Requirements:
Could you set out every one of the following rows as a Markdown table with two columns, Number and Text, giving each row its number and skipping any blank lines?

Provided data:
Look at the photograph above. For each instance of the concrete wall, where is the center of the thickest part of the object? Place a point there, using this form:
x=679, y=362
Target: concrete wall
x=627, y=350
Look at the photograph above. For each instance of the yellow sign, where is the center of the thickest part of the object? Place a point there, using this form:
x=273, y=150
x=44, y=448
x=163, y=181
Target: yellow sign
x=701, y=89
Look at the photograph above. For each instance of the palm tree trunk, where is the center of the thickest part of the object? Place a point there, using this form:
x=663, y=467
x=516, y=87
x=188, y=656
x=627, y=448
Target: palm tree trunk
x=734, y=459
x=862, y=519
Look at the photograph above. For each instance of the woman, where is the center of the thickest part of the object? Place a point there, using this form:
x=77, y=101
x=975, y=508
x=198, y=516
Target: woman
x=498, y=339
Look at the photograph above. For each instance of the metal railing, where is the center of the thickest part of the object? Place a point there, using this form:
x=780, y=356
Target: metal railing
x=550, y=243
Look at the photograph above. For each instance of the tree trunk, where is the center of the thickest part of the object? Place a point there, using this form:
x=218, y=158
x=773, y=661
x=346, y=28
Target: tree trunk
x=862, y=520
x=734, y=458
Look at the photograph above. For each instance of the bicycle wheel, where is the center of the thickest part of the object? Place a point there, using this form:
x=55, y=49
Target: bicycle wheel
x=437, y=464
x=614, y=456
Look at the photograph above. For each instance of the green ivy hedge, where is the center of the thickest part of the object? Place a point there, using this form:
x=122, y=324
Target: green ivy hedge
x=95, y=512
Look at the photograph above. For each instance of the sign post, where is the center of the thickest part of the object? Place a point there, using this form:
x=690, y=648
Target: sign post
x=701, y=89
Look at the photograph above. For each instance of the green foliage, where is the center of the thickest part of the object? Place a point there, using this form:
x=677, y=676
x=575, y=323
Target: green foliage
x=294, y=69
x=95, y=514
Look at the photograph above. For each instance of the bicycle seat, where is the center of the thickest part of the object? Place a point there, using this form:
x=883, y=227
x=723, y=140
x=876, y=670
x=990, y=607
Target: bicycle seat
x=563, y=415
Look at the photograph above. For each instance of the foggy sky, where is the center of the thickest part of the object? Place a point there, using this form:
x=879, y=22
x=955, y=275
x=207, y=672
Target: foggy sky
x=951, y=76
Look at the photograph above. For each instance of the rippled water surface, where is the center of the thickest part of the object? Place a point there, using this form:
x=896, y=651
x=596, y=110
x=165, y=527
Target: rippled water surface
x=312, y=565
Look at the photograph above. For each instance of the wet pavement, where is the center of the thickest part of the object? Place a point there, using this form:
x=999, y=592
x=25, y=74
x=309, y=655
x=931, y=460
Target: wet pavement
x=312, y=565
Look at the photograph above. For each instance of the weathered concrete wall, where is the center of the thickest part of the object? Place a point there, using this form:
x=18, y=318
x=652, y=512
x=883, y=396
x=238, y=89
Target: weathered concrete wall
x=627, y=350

Solution for this task:
| Number | Text |
|---|---|
| 1 | Look at the photograph above. For each instance of the concrete wall, where is the center of the thickest part of the object? Place a point there, using this form: |
| 2 | x=679, y=362 |
| 3 | Target: concrete wall |
| 4 | x=627, y=350 |
| 5 | Look at the photograph above. For each instance of the yellow sign, where is the center of the thickest part of the object? Place a point there, using this form: |
| 6 | x=273, y=150 |
| 7 | x=44, y=448 |
| 8 | x=163, y=181 |
| 9 | Target: yellow sign |
| 10 | x=701, y=89 |
| 11 | Look at the photograph above. For each instance of the palm tree trunk, where is the center of the thickest part of the object? Place a point there, using this form: |
| 12 | x=663, y=467 |
| 13 | x=516, y=87 |
| 14 | x=188, y=656 |
| 15 | x=627, y=448 |
| 16 | Target: palm tree trunk |
| 17 | x=734, y=459 |
| 18 | x=862, y=519 |
| 19 | Look at the photograph above. For each instance of the woman, where is the center of the thickest part of the object? Place a point there, using this form: |
| 20 | x=77, y=101 |
| 21 | x=975, y=508 |
| 22 | x=198, y=516 |
| 23 | Target: woman |
| 24 | x=498, y=339 |
| 25 | Look at the photograph above. For each instance of the metal railing, where is the center of the thickest part of the object? Place a point there, using this form: |
| 26 | x=780, y=356 |
| 27 | Target: metal railing |
| 28 | x=550, y=243 |
| 29 | Look at the photograph above. For each instance of the tree trunk, where is the center of the thickest part of the object? Place a point there, using this form: |
| 30 | x=218, y=158 |
| 31 | x=773, y=661 |
| 32 | x=346, y=28 |
| 33 | Target: tree trunk |
| 34 | x=862, y=520 |
| 35 | x=734, y=458 |
| 36 | Look at the photograph above. For each instance of the bicycle wheel, where is the center of the thickest part of the object? Place a point there, using this form: |
| 37 | x=55, y=49 |
| 38 | Target: bicycle wheel |
| 39 | x=437, y=464 |
| 40 | x=614, y=456 |
| 41 | Look at the photograph above. For each instance of the green ivy hedge, where is the center of the thickest part of the object? Place a point there, using this form: |
| 42 | x=122, y=324 |
| 43 | Target: green ivy hedge |
| 44 | x=95, y=512 |
| 45 | Look at the photograph above. For each instance of the sign post, where is the center of the thickest part of the object? Place a point there, using this form: |
| 46 | x=690, y=648 |
| 47 | Target: sign post |
| 48 | x=701, y=89 |
| 49 | Look at the photograph above. For each instance of the green foliage, where is the center of the thickest part of the object? Place a point there, using this form: |
| 50 | x=677, y=676 |
| 51 | x=575, y=323 |
| 52 | Target: green foliage |
| 53 | x=294, y=69 |
| 54 | x=95, y=514 |
| 55 | Look at the photograph above. For each instance of the bicycle seat, where is the center of the thickest part of the object? Place a point there, using this form: |
| 56 | x=883, y=227 |
| 57 | x=723, y=140 |
| 58 | x=876, y=670 |
| 59 | x=990, y=607 |
| 60 | Target: bicycle seat |
| 61 | x=563, y=415 |
| 62 | Look at the photograph above. For each instance of the foggy sky, where is the center of the thickest part of the object? Place a point there, using this form: |
| 63 | x=879, y=22 |
| 64 | x=955, y=275 |
| 65 | x=207, y=672 |
| 66 | Target: foggy sky |
| 67 | x=951, y=76 |
| 68 | Look at the photograph above. For each instance of the rippled water surface, where is the center of the thickest part of the object? Place a point there, using this form: |
| 69 | x=896, y=651 |
| 70 | x=596, y=110 |
| 71 | x=165, y=527 |
| 72 | Target: rippled water surface |
| 73 | x=312, y=565 |
| 74 | Look at the photograph above. For each instance of the wet pavement, where is the center of the thickest part of the object? Place a point there, using this form: |
| 75 | x=999, y=592 |
| 76 | x=25, y=74 |
| 77 | x=309, y=655 |
| 78 | x=931, y=460 |
| 79 | Target: wet pavement |
| 80 | x=312, y=565 |
| 81 | Look at the photograph above. For each instance of the weathered concrete wall, where is the center of the thickest part of the object? Place a point there, using this form: |
| 82 | x=18, y=318 |
| 83 | x=652, y=512 |
| 84 | x=883, y=396 |
| 85 | x=238, y=89 |
| 86 | Target: weathered concrete wall |
| 87 | x=627, y=350 |